**Excerpts from a location annotation dataset:**
§
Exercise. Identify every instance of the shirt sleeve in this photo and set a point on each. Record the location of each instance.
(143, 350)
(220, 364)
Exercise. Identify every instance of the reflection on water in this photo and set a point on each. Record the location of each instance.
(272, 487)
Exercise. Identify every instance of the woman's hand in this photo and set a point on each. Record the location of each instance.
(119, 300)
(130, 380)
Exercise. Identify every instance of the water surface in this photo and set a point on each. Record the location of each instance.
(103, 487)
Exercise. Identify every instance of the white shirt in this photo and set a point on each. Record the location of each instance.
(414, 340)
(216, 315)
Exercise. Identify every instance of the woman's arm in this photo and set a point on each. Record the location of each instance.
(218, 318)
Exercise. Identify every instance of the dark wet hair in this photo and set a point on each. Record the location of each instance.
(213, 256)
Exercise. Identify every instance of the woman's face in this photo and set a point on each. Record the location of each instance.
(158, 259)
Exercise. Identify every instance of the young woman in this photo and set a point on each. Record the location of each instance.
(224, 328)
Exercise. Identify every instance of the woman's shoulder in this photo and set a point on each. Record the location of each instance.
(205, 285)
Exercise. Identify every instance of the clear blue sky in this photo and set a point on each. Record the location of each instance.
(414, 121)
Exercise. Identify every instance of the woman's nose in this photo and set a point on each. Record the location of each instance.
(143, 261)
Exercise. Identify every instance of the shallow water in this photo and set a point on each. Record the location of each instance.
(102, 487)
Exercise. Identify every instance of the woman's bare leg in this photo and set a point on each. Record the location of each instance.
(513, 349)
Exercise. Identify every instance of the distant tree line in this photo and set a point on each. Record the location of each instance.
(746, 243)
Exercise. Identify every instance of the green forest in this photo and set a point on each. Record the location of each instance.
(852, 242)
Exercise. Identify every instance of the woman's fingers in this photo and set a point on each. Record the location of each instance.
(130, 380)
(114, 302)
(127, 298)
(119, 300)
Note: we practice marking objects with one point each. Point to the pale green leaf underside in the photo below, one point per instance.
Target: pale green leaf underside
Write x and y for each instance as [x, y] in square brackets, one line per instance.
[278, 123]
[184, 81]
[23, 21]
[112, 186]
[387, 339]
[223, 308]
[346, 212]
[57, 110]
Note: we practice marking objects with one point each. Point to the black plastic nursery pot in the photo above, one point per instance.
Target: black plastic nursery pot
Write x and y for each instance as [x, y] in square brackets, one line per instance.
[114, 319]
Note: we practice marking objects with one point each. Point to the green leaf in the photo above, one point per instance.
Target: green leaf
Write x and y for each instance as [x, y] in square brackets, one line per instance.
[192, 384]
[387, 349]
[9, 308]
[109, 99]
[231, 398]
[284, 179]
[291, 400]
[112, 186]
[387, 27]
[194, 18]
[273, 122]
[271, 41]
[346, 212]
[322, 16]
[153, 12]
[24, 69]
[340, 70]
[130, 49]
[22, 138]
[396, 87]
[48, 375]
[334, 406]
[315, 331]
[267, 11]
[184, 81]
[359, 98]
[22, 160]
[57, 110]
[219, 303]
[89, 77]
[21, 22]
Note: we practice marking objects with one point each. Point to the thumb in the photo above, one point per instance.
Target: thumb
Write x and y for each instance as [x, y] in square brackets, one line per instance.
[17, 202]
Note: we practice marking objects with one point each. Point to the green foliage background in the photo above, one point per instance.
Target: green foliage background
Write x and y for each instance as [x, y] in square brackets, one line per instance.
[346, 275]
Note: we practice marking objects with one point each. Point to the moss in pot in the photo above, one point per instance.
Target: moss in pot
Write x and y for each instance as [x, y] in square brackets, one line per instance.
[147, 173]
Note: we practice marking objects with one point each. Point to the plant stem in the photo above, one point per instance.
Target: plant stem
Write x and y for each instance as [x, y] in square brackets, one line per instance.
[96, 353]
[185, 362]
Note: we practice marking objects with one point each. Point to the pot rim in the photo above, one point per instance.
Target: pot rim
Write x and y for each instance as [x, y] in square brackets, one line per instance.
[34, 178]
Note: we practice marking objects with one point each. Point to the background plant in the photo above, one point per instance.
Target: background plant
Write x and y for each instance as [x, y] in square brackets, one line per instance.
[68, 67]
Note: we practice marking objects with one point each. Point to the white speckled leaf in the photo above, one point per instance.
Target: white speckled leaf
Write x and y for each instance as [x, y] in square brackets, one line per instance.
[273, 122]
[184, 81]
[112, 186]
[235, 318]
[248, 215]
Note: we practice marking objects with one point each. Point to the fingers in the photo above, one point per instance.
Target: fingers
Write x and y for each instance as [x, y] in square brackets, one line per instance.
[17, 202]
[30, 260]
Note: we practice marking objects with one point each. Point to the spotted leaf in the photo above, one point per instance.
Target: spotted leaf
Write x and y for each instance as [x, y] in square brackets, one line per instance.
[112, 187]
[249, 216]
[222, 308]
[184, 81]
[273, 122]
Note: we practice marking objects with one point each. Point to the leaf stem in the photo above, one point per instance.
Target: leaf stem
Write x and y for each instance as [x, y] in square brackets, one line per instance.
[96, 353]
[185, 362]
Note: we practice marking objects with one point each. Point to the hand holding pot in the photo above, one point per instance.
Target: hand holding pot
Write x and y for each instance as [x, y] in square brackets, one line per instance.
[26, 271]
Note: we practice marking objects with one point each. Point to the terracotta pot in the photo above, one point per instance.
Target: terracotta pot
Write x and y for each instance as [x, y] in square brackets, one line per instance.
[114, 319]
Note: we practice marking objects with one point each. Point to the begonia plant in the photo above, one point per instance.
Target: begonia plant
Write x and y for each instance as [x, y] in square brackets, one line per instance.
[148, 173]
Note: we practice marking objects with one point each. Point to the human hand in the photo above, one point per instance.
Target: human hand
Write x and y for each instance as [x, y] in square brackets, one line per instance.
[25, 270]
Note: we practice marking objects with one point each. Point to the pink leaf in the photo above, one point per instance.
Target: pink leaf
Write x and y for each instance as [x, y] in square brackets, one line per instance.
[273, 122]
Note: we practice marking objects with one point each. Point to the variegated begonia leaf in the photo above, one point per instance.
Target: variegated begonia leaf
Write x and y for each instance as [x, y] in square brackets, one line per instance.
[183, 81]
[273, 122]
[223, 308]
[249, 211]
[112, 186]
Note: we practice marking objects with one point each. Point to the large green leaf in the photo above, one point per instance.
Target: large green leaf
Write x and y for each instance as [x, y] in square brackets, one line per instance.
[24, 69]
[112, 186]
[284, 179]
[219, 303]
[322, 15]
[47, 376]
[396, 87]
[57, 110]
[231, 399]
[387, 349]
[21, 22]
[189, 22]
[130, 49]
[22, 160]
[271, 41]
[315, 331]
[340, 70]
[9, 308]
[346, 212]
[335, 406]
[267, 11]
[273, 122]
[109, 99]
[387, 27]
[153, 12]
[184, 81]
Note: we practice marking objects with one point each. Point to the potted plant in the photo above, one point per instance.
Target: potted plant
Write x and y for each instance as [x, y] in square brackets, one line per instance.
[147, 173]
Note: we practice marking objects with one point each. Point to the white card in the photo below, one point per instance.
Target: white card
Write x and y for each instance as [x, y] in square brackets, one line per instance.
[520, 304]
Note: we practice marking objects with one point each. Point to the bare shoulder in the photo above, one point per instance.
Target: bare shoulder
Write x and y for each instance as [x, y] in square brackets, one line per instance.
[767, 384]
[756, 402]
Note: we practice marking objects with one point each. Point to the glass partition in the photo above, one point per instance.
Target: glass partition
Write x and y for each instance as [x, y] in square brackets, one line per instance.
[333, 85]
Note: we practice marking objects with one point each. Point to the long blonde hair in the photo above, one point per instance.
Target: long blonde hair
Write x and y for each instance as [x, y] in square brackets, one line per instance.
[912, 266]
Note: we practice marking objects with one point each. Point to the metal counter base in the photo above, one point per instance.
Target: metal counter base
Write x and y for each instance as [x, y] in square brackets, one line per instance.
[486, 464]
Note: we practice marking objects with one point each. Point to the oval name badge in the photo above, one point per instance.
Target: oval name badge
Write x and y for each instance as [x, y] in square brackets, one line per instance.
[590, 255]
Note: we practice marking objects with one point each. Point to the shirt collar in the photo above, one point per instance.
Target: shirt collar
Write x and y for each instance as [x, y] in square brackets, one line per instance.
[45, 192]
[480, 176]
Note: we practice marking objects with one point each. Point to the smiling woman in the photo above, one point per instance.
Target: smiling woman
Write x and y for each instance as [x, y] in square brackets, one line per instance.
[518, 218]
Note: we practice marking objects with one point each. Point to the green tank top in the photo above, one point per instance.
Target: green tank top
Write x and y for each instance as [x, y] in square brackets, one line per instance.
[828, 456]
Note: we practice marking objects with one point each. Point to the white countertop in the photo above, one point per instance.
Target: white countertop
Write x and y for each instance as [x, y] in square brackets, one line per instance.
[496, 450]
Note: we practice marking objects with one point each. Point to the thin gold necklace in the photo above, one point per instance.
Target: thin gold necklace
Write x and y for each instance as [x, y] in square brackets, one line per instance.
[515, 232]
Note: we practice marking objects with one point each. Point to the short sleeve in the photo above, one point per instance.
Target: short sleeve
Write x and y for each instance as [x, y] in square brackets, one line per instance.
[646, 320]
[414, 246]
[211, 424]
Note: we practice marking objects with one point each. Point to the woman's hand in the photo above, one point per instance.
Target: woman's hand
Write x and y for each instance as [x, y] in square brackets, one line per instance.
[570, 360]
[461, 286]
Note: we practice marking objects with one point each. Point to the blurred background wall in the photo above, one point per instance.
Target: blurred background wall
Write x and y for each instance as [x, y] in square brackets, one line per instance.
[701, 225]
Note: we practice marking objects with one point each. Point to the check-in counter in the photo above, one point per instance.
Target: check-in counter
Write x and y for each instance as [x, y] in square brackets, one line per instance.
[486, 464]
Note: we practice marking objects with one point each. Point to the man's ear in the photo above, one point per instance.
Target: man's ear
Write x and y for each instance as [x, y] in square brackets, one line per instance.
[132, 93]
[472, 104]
§
**What this task involves:** Copy word for word the lines above, starting with the line that contains "to the smiling" and ending with the final line, both included.

**Answer to the exercise:**
Note: we practice marking objects with one point each. Point to the smiling woman in the photo above, one point per instance.
Target: smiling woman
Write x and y for each instance as [x, y] in square brackets, one line per instance.
[518, 218]
Note: we practice marking objects with one point each. Point to the green tank top in the photo above, one point per instance.
Target: green tank top
Write x and y for each instance as [x, y] in square brackets, one line per instance.
[828, 456]
Note: we practice marking objects with one point each. Point to the white countertop in the photo above, one point per instance.
Target: white countertop
Write x and y for each instance as [x, y] in square brackets, one line per instance.
[496, 450]
Note: we practice marking objects with one point each. Point to the thin gold necklace in the photo above, one point per instance.
Target: thin gold necklace
Write x and y for each instance as [x, y] in square brackets, one line per instance.
[515, 232]
Note: we practice marking objects with one point each. Point to the short sleeve in the photo above, one point per instance.
Target: short sleeve
Write x and y for each instance as [x, y] in square brackets, one line per instance.
[646, 320]
[414, 246]
[211, 424]
Note: we practice marking objects with one point each. Point to the woman's hand in the photo above, one point per instance.
Target: woman's hand
Write x and y for each instance as [x, y] in square brackets, one line per instance.
[570, 360]
[461, 286]
Note: we practice marking objects with one point each. Point to the blurred background wall in the photo above, one point per instance.
Target: blurred background wall
Write x and y for each instance as [x, y] in square brackets, one line per instance.
[701, 225]
Note: we practice marking objects with one point each. Point to the check-in counter in the photo above, one point per instance.
Target: check-in counter
Write x and y for each instance as [x, y] in square brackets, one line per instance.
[486, 464]
Note: we practice marking objects with one point each. Point to the man's ear in the photo above, one point per instance.
Target: man's ear
Write x and y for each instance as [x, y] in square brackets, one line per instance.
[132, 93]
[472, 104]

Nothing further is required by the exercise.